These built-in handicaps kept a lid on the evolutionary potential of the RNA world. “The replicating RNA enzyme is the only known molecule that can undergo self-sustained Darwinian evolution,” write Joyce and biochemist Michael Robertson, “but it has limited genetic complexity, and therefore limited capacity for the invention of novel function.”35 The diversity and complexity we see in the living world today only arose when these problems were solved. DNA was recruited to improve storage stability and replication fidelity, and proteins were recruited to improve catalytic function. Division of labor allowed the RNA world to cross the threshold of complication.36,37

“In the beginning, the same entities had to perform both functions necessary for selection,” writes David Hull. “However, because replication and interaction are fundamentally different processes, the properties which facilitate them tend also to be different. None too surprisingly, these distinct functions eventually were apportioned to different entities.”38

As a storage medium for one-dimensional patterns, DNA has advantages over RNA. First, the DNA backbone is more stable and less prone to hydrolysis.39 Second, DNA is stored in a double-stranded form in which complementary base pairing adds another layer of stability and error correction.40 DNA also replicates with higher fidelity than RNA, which allows for a substantial increase in genome size and complexity. “The primary advantage of DNA over RNA as a genetic material is the greater chemical stability of DNA,” says Joyce, “allowing much larger genomes based on DNA. Protein synthesis may require more genetic information than can be maintained by RNA.’41 And crucially for regulatory function, a stable sequence like DNA enables random access; if you are searching for a specific one-dimensional pattern, it is there to be found. DNA sequences were, in Woese’s words, “something unique in the (RNA) world, namely, nucleic acids whose primary value lay in their coding capacity.”42

Replacing RNA with DNA for storage and replication of linear patterns was one key step in the division of labor. The other was the replacement of weakly catalytic ribozymes with strongly catalytic protein enzymes, which improve upon ribozymes in three ways. First, their size and binding specificity enable them to differentiate among a much larger class of potential substrates. Second, their size and complexity enable a larger range of allosteric conformational changes. Finally, their stronger bonds and consequent ability to remain folded allows their catalytic power to increase by orders of magnitude.

■ SOURCE DATA
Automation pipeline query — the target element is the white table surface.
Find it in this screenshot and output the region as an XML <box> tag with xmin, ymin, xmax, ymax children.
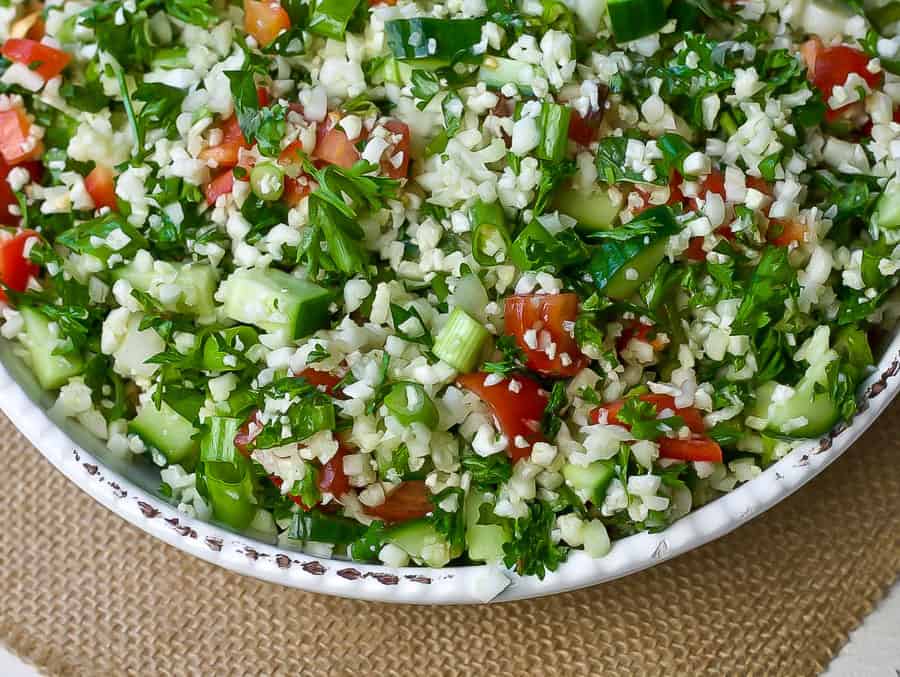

■ EXERCISE
According to the excerpt on the RNA world, what does Joyce say is the primary advantage of DNA over RNA as a genetic material? The lines aren't needed for this task.

■ OUTPUT OF THE EXERCISE
DNA's greater chemical stability.